• [Passage shown]:
■ ■ ■

# Imitating the winner leads to discrimination in spatial prisoner's   dilemma model

**Authors:** Gorm Gruner Jensen, Stefan Bornholdt

arXiv: 1703.06311 · 2019-03-15

## TL;DR

This paper presents an agent-based model demonstrating that hierarchical discrimination can emerge from social imitation dynamics, especially under high competition, explaining persistent social inequalities.

## Contribution

It introduces a novel evolutionary model showing how imitation of successful peers leads to hierarchical discrimination based on arbitrary group labels.

## Key findings

- Discriminating strategies dominate under high selection pressure.
- Hierarchical discrimination persists due to social imitation dynamics.
- Discrimination is more prevalent in highly competitive societies.

■ ■ ■

• [Record extracts]:
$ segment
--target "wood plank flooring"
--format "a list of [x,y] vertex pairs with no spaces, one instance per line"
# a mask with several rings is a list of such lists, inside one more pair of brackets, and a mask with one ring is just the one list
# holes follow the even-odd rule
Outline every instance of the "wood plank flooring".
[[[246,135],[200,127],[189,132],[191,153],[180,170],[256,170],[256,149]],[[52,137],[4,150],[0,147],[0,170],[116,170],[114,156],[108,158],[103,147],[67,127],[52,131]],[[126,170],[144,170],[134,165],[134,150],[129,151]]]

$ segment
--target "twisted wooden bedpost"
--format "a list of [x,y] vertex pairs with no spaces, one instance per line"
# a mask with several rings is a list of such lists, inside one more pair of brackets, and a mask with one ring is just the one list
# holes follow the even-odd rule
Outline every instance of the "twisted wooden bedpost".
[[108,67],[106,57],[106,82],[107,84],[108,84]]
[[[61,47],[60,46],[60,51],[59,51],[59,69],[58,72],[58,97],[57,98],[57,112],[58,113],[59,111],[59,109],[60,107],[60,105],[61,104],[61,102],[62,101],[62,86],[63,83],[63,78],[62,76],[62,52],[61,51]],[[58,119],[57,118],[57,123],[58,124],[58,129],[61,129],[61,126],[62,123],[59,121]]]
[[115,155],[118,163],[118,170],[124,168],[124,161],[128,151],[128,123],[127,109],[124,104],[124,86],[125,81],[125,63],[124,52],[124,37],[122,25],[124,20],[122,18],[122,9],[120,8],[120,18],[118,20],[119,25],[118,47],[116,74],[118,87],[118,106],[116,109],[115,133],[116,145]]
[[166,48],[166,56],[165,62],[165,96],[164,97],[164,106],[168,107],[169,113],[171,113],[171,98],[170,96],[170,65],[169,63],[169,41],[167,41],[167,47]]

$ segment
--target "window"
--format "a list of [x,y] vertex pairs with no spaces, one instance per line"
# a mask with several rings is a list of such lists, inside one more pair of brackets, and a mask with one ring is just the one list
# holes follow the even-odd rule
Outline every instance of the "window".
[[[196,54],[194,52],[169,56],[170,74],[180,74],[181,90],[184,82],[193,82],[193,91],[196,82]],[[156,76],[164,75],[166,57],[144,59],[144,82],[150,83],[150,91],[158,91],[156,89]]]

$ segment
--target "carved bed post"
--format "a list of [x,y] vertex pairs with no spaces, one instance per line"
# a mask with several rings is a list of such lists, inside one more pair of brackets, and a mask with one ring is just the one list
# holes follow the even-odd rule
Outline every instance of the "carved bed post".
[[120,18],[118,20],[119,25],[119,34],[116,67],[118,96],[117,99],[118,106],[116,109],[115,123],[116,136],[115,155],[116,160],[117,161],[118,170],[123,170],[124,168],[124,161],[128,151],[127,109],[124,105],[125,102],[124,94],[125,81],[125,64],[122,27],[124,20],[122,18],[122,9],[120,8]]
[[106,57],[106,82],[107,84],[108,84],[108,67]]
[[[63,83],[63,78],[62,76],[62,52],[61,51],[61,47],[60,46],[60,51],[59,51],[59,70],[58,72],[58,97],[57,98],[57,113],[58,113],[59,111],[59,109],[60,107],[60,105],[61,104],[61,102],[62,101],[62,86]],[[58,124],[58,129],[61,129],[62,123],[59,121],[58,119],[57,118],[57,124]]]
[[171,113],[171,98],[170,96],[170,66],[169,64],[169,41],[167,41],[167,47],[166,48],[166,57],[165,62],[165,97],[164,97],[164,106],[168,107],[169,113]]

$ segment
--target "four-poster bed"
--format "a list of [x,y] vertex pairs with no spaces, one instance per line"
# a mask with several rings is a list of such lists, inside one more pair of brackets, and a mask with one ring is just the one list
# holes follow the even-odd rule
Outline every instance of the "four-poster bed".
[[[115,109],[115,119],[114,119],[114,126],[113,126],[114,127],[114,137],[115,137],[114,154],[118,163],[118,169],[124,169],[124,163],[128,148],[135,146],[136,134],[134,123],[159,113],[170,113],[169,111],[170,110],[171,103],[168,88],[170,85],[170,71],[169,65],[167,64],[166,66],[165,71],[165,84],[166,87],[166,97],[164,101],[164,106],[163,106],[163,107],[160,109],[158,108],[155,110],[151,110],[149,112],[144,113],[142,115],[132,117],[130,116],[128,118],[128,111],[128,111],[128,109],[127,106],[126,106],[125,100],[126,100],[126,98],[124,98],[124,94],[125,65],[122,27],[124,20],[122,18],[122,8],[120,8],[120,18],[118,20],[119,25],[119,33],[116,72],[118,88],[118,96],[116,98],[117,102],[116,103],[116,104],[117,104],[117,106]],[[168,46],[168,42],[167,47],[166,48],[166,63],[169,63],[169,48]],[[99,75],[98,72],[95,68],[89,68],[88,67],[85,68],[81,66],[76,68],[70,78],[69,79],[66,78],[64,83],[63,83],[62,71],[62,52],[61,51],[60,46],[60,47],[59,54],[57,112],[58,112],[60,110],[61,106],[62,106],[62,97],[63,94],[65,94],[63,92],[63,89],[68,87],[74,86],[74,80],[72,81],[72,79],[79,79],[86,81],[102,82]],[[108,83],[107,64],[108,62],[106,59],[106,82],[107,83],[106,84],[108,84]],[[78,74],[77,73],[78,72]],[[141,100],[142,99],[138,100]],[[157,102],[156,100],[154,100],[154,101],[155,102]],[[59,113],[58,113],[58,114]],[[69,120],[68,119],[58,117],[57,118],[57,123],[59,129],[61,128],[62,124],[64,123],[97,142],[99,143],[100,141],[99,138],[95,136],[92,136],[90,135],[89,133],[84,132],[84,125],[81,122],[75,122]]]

■ ■ ■

• [Exercises]:
[A] According to the summary of the prisoner's dilemma paper, under what condition do discriminating strategies dominate?
[B] Proceed with the summary of the prisoner's dilemma paper, starting after its last line.
None of the items are needed.

• [The responses]:
[A] Under high selection pressure.

[B]
## Abstract

The occurrence of discrimination is an important problem in the social and economical sciences. Much of the discrimination observed in empirical studies can be explained by the theory of in-group favoritism, which states that people tend to act more positively towards peers whose appearances are more similar to their own. Some studies, however, find hierarchical structures in inter-group relations, where members of low-status groups also favor the high-status group members. These observations cannot be understood in the light of in-group favoritism. Here we present an agent based model in which evolutionary dynamics can result in a hierarchical discrimination between two groups characterized by a meaningless, but observable binary label. We find that discriminating strategies end up dominating the system when the selection pressure is high, i.e. when agents have a much higher probability of imitating their neighbor with the highest payoff. These findings suggest that the puzzling persistence of hierarchical discrimination may result from the evolutionary dynamics of the social system itself, namely the social imitation dynamics. It also predicts that discrimination will occur more often in highly competitive societies.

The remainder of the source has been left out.